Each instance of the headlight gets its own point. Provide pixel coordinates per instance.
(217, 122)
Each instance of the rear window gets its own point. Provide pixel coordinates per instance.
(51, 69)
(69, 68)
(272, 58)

##############################

EXERCISE DESCRIPTION: Reproduce every line of the material above, requests included, increasing each coordinate value in the answers by 87 and leaving the wording of the requests unchanged.

EXPECTED OUTPUT:
Each instance of the headlight gets its own point. Provide pixel coordinates per instance.
(304, 209)
Each instance of the rear window gets its own point. Provide pixel coordinates per instance.
(138, 156)
(156, 155)
(359, 145)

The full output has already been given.